# Belge
- - - -

22 Temmuz 2023 Cumartesi

En Üstün İlim

 

“Sizin ilahınız yalnızca Allah’tır ki, O’ndan başka ilah yoktur. O, ilim bakımından her-şeyi kuşatmıştır” (Tâ-hâ 98).

 

En üstün ilim, amele-eyleme ve nihâyet âhirete dönük olan ilimdir. Zîrâ ilmin üstünlüğü, genişliği ile alâkalıdır. En geniş ilim ise, hem Dünyâ’yı-kâinâtı hem de madde-ötesini birlikte ele aldığı için “din ilmi”dir ki bu din elbette Allah katındaki tek hak din olan İslâm’dır ve en üstün ilim bu nedenle İslâm ilmidir.

 

En üstün ilim, Allah’a dayanan ilimdir. Allah’a, âhirete, gayba, vahye, dîne-İslâm’a dayanan ilim en üstün ilimdir. Zîrâ sonu yoktur, sınırı yoktur. İnsanın çapı-kapasitesi belli bir noktaya kadar gitse de İslâm ilmi bitirilemez, çünkü sonu ve sınırı yoktur. Kur’ân’da bu şöyle ifâde edilir:

 

“Eğer yeryüzündeki ağaçların tümü kalem ve deniz de -onun ardından yedi deniz daha eklenerek- (mürekkep) olsa, yine de Allah'ın kelimeleri (yazmakla) tükenmez. Şüphesiz Allah üstün ve güçlüdür, hüküm ve hikmet sâhibidir” (Lokmân 27)

 

İlim zâten İslâm’a mahsustur ve ancak İslâm-merkezli olursa ve İslâm’a dayanırsa o şeye “ilim” denir. Aksi-hâlde ona ilim değil “bilim” denir. O da sâdece “bilmek” ile alâkalıdır. Bilmek “sâdece bilmek” iken, ilim ise “ilmek-ilmek dokuma”ya dönüktür. İlim, bilmeyi ve yapmayı birlikte taşıyan şeydir ki bu sâdece İslâm’a has olan bir şeydir. Zîrâ sâdece İslâm ilmi Allah’a dayanır. İslâm’ın dışındaki bilimler ise insana, akla ve maddeye dayanır, yâni sınırlı olana dayanır ki bu yüzden de ona “bilim” denir ve “sâdece bilmek”le yetinilir. Sınırlı olması bu nedenledir.

 

İslâm “sâdece bilme” ile yetinmez, çünkü İslâm “bilim” değil ilimdir. Bu nedenle de iki kapak arasında bir Kitap olarak değil de, belli bir süre içinde bir peygambere-insana safha-safha indirilerek gelmiştir ki “bilindikten sonra ikâme de edilsin” ve amele-eyleme dökülsün, hattâ “hayâta hâkim kılınsın” istenmiştir. Peygamberler ve onların güzel örneklikleri yâni sünnetleri bu nedenle vardır. Yoksa Kur’ân; masa-başında okunup-okunup meâllendirilsin, tefsir edilsin, kritiği yapılsın, te’vil edilsin ve sâdece bilginin ve bilmenin konusu yapılsın diye değil, idrâk edildikten sonra eyleme de dökülsün diye indirilmiştir. İşte bunu en iyi yapanlar yada yapmak için çabalayanlar peygamberlerdir. Zâten literatürde Sünnet denilen örneklik işte bunun örnekliğidir.

- - - -

# Görevler
1) En üstün ilim hakkındaki yazıya göre ilmin üstünlüğü neyle alâkalıdır?
2) En üstün ilim hakkındaki yazının "En Üstün İlim" sözleriyle başlayıp "nedenle İslâm ilmidir." sözlerine kadar süren kısmını hiç değiştirmeden tekrarla.
Aşağıdaki materyalin bu yazıyla hiçbir ilgisi yoktur.

# Verilen Bilgiler

- - - -

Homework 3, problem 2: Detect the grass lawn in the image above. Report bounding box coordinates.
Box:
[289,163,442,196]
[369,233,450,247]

- - - -

# Görev Bazında Çözümler
1) Genişliği ile alâkalıdır.

2)
En Üstün İlim

 

“Sizin ilahınız yalnızca Allah’tır ki, O’ndan başka ilah yoktur. O, ilim bakımından her-şeyi kuşatmıştır” (Tâ-hâ 98).

 

En üstün ilim, amele-eyleme ve nihâyet âhirete dönük olan ilimdir. Zîrâ ilmin üstünlüğü, genişliği ile alâkalıdır. En geniş ilim ise, hem Dünyâ’yı-kâinâtı hem de madde-ötesini birlikte ele aldığı için “din ilmi”dir ki bu din elbette Allah katındaki tek hak din olan İslâm’dır ve en üstün ilim bu nedenle İslâm ilmidir.